→ **Goal**
Retype the tail of the data exactly, starting at the line containing "TARGET = yellow metal structure" and stopping at the last line.

→ **Data supplied**
_ _ _ _
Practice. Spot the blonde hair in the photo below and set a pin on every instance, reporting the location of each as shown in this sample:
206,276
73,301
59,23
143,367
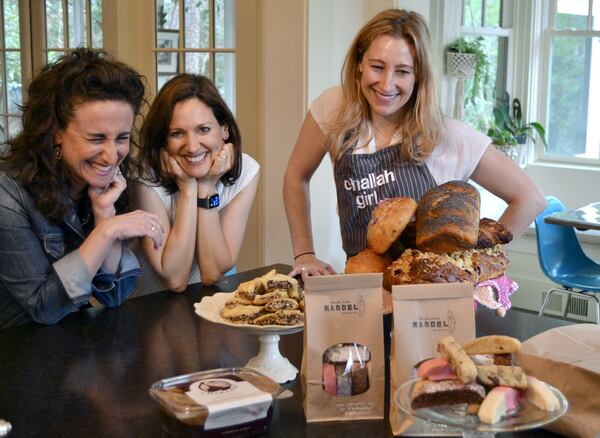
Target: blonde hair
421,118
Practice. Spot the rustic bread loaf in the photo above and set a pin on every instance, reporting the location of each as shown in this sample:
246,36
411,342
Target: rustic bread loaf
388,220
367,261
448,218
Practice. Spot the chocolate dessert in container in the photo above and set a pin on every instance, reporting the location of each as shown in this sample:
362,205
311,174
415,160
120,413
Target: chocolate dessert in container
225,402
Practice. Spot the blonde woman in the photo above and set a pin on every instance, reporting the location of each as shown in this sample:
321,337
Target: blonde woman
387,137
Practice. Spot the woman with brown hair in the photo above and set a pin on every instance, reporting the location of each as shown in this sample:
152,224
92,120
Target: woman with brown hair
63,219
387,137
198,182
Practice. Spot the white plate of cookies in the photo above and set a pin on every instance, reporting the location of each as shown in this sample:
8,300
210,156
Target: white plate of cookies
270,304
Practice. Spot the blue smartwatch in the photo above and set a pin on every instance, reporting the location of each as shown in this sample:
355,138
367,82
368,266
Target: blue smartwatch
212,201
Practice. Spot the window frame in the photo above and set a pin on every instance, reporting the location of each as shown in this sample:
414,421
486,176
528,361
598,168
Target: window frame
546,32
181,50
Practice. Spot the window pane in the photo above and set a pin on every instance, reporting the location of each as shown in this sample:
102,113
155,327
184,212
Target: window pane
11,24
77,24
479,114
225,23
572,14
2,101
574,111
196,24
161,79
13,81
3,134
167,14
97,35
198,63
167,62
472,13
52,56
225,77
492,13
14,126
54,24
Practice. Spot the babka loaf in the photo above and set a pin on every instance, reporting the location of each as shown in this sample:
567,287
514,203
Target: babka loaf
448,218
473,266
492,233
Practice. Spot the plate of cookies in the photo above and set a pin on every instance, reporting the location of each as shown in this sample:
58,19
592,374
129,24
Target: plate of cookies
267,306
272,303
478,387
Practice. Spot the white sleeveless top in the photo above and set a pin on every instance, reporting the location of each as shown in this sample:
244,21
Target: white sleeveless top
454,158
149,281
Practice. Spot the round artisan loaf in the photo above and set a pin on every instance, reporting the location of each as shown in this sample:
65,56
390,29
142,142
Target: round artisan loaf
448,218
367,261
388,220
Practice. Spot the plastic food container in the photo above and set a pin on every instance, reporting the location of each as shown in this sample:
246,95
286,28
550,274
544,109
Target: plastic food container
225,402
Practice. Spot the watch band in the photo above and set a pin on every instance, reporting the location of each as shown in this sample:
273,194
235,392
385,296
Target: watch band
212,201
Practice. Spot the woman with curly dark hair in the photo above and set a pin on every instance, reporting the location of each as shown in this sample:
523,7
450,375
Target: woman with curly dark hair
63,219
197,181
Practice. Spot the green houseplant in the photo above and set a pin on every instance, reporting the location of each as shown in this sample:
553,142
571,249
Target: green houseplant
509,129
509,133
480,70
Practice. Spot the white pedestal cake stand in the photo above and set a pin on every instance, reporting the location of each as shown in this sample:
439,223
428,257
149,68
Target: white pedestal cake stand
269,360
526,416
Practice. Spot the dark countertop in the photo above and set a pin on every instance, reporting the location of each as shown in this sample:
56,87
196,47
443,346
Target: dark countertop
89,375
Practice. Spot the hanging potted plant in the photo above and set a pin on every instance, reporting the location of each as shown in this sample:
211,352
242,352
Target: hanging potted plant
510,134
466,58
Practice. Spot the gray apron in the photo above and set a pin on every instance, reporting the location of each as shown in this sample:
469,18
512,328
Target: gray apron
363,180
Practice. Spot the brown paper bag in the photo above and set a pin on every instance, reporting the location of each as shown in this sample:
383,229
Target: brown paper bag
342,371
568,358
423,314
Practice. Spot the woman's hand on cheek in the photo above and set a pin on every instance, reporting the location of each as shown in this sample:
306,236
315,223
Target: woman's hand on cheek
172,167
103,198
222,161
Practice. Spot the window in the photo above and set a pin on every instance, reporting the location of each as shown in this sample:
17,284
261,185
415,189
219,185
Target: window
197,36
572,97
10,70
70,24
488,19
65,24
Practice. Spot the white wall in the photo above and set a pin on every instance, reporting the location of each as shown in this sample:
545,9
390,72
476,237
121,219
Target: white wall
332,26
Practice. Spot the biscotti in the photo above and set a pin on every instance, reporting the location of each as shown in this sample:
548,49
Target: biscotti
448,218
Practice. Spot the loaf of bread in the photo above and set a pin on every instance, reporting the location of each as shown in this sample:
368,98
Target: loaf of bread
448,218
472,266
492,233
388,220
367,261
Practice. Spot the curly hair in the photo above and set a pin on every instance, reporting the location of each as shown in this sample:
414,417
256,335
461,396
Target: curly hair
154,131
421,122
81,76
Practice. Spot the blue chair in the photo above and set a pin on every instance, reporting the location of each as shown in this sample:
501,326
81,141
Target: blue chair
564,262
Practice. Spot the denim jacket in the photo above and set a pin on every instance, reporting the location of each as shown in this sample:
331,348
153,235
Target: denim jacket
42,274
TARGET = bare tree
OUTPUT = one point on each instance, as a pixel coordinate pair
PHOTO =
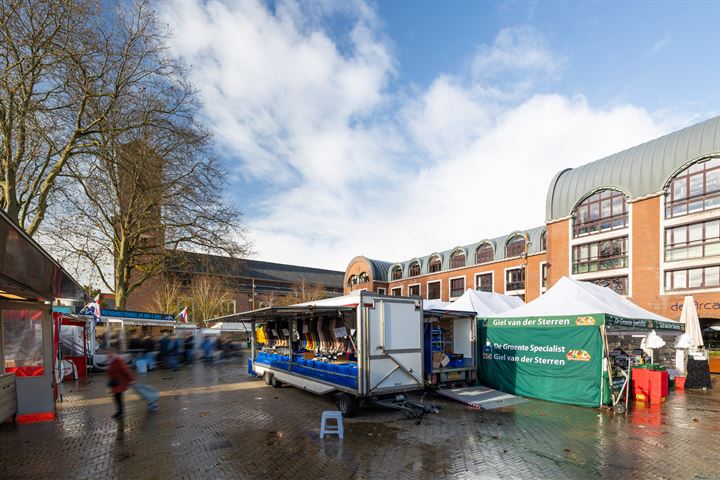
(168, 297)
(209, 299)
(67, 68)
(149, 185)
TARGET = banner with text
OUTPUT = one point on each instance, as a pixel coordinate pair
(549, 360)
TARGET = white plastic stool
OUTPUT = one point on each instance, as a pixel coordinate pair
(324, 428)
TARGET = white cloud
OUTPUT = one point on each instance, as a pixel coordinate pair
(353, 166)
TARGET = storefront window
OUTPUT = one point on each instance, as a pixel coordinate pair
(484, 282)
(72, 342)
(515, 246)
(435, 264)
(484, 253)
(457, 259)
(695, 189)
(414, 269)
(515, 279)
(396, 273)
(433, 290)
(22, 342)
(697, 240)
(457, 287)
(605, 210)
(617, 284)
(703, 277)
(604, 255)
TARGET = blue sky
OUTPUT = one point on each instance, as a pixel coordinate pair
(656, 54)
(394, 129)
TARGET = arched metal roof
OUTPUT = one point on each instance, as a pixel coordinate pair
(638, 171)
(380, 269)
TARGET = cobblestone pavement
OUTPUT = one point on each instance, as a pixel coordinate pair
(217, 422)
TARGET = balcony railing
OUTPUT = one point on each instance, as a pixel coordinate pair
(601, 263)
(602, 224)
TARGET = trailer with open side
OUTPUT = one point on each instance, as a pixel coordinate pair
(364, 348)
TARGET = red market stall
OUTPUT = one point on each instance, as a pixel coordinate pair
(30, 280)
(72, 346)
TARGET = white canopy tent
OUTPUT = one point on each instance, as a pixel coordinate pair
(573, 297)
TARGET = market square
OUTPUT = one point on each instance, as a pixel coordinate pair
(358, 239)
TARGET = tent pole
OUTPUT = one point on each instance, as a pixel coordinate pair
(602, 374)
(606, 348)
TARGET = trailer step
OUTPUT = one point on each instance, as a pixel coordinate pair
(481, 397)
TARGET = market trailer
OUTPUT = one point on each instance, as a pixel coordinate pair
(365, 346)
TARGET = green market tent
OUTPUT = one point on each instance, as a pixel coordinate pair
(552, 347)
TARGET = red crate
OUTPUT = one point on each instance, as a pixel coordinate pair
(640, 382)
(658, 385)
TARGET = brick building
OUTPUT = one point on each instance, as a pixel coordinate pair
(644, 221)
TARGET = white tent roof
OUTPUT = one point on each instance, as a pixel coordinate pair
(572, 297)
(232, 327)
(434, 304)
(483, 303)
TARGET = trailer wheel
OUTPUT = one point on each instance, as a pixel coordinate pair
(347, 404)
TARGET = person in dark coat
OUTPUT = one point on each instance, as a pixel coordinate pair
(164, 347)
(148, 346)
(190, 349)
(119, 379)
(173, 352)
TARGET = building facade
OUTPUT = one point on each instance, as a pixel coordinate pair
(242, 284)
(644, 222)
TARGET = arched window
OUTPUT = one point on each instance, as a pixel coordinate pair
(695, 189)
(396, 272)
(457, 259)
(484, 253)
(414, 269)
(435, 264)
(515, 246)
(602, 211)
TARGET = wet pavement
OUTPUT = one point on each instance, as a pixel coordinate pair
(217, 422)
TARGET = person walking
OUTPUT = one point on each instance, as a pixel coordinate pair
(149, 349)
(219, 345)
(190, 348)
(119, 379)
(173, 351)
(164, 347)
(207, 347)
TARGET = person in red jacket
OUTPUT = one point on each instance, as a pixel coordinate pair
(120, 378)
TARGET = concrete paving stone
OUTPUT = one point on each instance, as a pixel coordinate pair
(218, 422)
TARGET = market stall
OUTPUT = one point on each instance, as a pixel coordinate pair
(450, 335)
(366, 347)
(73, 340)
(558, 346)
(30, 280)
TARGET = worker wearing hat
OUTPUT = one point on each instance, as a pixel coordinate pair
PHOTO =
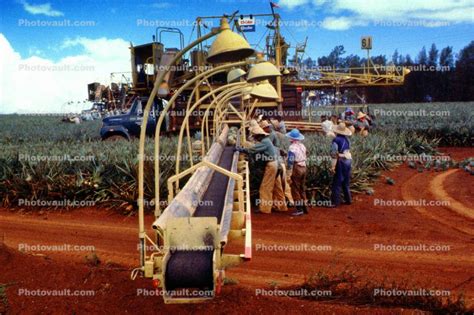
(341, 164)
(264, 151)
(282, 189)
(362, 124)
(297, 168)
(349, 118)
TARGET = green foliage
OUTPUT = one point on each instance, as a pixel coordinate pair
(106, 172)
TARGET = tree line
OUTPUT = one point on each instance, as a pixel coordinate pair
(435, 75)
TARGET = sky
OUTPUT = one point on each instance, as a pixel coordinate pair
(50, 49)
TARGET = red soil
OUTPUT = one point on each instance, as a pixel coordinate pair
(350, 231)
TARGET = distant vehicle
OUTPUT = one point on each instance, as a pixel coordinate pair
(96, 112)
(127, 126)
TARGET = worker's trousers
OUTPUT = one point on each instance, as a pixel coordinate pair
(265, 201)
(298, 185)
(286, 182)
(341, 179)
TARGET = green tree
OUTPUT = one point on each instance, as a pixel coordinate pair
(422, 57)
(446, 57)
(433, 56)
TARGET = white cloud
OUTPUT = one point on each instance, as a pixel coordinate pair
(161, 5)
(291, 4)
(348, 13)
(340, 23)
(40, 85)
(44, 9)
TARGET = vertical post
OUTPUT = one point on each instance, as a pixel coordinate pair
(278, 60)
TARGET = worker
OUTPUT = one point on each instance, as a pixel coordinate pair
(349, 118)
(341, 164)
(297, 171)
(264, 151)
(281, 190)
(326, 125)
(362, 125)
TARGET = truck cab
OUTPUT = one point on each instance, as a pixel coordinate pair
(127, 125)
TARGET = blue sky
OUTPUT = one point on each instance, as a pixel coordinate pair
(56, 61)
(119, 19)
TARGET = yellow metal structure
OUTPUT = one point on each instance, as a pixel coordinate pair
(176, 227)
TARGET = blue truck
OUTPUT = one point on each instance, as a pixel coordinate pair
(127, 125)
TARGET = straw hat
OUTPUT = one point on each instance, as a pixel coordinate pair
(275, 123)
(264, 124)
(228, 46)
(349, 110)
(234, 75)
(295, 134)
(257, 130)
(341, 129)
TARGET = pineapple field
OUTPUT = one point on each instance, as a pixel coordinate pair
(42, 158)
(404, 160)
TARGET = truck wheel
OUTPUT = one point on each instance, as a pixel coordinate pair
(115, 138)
_ _ _ _
→ **Written answer**
TARGET = yellow metal structure
OUTPUT = one point on each instance, as a pixel coordinate pair
(176, 227)
TARGET = blue truck
OUTPUT = one point on each instance, as a pixel coordinate pair
(127, 125)
TARGET = straw hat
OUTPUT = one point on each instance, as a pixel coordinate pair
(275, 123)
(264, 124)
(228, 46)
(349, 110)
(234, 75)
(295, 134)
(257, 130)
(341, 129)
TARGET = pineapple field
OUTPUT = one point on each instance, as a pixel coordinate pair
(42, 158)
(404, 160)
TARGET = truck wheel
OUTPUT = one point on each instance, as a pixel coordinate pair
(115, 138)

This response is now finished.